Short problem
Lay out the lines below as a Markdown table with a Row column for the number and a Line column for the text, one row per line and no rows for blank lines. Leave the pictures out of the answer.
== Supplied material ==
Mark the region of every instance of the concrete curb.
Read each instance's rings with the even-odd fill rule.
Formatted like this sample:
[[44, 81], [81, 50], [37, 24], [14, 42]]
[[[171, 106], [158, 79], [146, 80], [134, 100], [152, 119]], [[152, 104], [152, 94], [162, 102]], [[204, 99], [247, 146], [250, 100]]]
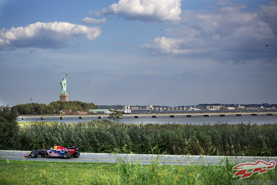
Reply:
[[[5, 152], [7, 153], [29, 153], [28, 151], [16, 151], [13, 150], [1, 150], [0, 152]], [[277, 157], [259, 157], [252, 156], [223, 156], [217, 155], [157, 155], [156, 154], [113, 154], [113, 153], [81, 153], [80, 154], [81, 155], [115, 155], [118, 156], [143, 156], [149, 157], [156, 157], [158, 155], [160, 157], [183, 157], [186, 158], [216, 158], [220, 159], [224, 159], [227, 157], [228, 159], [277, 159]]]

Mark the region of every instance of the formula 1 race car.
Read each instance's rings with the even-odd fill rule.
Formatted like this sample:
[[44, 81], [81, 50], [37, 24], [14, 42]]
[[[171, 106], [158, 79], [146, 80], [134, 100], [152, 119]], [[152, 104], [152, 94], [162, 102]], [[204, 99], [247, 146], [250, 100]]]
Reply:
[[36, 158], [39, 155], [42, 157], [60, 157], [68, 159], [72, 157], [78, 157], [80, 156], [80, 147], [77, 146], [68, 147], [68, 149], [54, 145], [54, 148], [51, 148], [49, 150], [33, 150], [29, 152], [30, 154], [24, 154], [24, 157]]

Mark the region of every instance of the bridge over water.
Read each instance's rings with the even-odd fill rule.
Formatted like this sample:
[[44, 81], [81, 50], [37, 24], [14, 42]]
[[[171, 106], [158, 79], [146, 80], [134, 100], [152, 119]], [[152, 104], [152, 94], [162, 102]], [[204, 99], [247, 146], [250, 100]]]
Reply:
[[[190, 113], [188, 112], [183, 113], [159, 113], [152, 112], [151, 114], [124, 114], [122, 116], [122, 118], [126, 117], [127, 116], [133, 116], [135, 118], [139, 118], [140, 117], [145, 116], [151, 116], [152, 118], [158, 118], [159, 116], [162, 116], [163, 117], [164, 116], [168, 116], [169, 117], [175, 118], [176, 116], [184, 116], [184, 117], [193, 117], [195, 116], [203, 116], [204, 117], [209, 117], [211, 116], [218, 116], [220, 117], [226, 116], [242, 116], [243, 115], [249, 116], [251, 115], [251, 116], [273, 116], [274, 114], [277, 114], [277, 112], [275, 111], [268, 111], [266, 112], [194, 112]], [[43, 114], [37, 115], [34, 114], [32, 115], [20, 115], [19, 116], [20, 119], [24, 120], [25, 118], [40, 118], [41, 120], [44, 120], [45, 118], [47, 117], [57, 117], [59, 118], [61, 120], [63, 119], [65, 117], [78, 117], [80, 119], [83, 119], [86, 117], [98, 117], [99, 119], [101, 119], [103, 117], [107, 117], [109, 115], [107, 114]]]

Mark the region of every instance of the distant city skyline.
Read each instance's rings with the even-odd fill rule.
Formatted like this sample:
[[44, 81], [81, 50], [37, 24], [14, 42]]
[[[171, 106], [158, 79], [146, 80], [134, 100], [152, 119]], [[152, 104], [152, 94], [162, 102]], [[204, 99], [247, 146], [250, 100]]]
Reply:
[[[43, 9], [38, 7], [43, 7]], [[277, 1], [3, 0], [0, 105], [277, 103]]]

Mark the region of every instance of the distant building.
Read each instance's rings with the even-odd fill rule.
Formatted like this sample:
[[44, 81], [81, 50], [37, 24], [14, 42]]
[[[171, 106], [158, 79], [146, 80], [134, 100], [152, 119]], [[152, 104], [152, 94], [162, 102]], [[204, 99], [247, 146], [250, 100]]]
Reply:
===
Answer below
| Row | Line |
|---|---|
| 1 | Mark the region of every instance of the concrete curb. |
| 2 | Read each instance's rings with the even-odd fill rule. |
| 3 | Formatted like this sample: |
| 4 | [[44, 81], [81, 50], [37, 24], [14, 42]] |
| 5 | [[[171, 106], [158, 79], [146, 80], [134, 100], [152, 119]], [[152, 104], [152, 94], [162, 102]], [[204, 99], [247, 146], [250, 100]]] |
| 6 | Reply: |
| 7 | [[[5, 152], [7, 153], [29, 153], [28, 151], [16, 151], [13, 150], [1, 150], [0, 152]], [[277, 157], [259, 157], [252, 156], [223, 156], [217, 155], [157, 155], [156, 154], [113, 154], [113, 153], [81, 153], [80, 154], [81, 155], [115, 155], [118, 156], [143, 156], [149, 157], [156, 157], [158, 155], [160, 157], [183, 157], [186, 158], [216, 158], [220, 159], [224, 159], [227, 157], [228, 159], [277, 159]]] |
| 8 | Mark the region of every instance of the formula 1 race car. |
| 9 | Read each instance's rings with the even-odd fill rule. |
| 10 | Formatted like this sample: |
| 11 | [[44, 81], [81, 50], [37, 24], [14, 42]] |
| 12 | [[[171, 106], [158, 79], [146, 80], [134, 100], [152, 119]], [[152, 104], [152, 94], [162, 102]], [[204, 99], [247, 146], [250, 100]]] |
| 13 | Reply: |
| 14 | [[36, 158], [39, 155], [42, 157], [60, 157], [68, 159], [72, 157], [78, 157], [80, 156], [80, 147], [77, 146], [68, 147], [68, 149], [54, 145], [54, 148], [51, 148], [49, 150], [33, 150], [29, 152], [30, 154], [24, 154], [24, 157]] |
| 15 | Mark the region of every instance of the bridge over water. |
| 16 | Read each instance's rings with the even-odd fill rule. |
| 17 | Formatted like this sample: |
| 18 | [[44, 81], [81, 50], [37, 24], [14, 42]] |
| 19 | [[[171, 106], [158, 79], [146, 80], [134, 100], [152, 119]], [[152, 104], [152, 94], [162, 102]], [[204, 99], [247, 146], [250, 100]]] |
| 20 | Reply: |
| 21 | [[[190, 113], [188, 112], [183, 113], [159, 113], [152, 112], [151, 114], [124, 114], [122, 116], [122, 118], [126, 117], [127, 116], [133, 116], [135, 118], [139, 118], [140, 117], [145, 116], [151, 116], [152, 118], [158, 118], [159, 116], [162, 116], [163, 117], [164, 116], [168, 116], [169, 117], [175, 118], [176, 116], [184, 116], [184, 117], [193, 117], [195, 116], [203, 116], [204, 117], [209, 117], [211, 116], [218, 116], [220, 117], [226, 116], [242, 116], [243, 115], [249, 116], [251, 115], [251, 116], [273, 116], [274, 114], [277, 114], [277, 112], [275, 111], [268, 111], [266, 112], [194, 112]], [[43, 114], [37, 115], [34, 114], [32, 115], [20, 115], [19, 116], [20, 119], [24, 120], [25, 118], [40, 118], [41, 120], [44, 120], [45, 118], [47, 117], [57, 117], [59, 118], [61, 120], [63, 119], [65, 117], [78, 117], [80, 119], [83, 119], [86, 117], [98, 117], [99, 119], [101, 119], [103, 117], [107, 117], [109, 115], [107, 114]]] |
| 22 | Mark the region of every instance of the distant city skyline. |
| 23 | Read each instance's rings with the even-odd fill rule. |
| 24 | Formatted like this sample: |
| 25 | [[44, 81], [81, 50], [37, 24], [14, 42]] |
| 26 | [[[171, 106], [158, 79], [146, 80], [134, 100], [152, 119]], [[152, 104], [152, 94], [162, 102]], [[204, 99], [247, 146], [250, 100]]] |
| 27 | Reply: |
| 28 | [[[43, 9], [38, 7], [43, 7]], [[277, 1], [3, 0], [0, 105], [277, 103]]] |
| 29 | Mark the region of every instance of the distant building. |
| 30 | Read each instance's rings with the even-odd fill rule. |
| 31 | Formatted like this sample: |
| 32 | [[44, 81], [81, 50], [37, 24], [14, 42]] |
| 33 | [[[171, 106], [158, 79], [146, 80], [134, 100], [152, 119]], [[152, 104], [152, 94], [162, 102]], [[204, 99], [247, 146], [250, 100]]] |
| 34 | Reply: |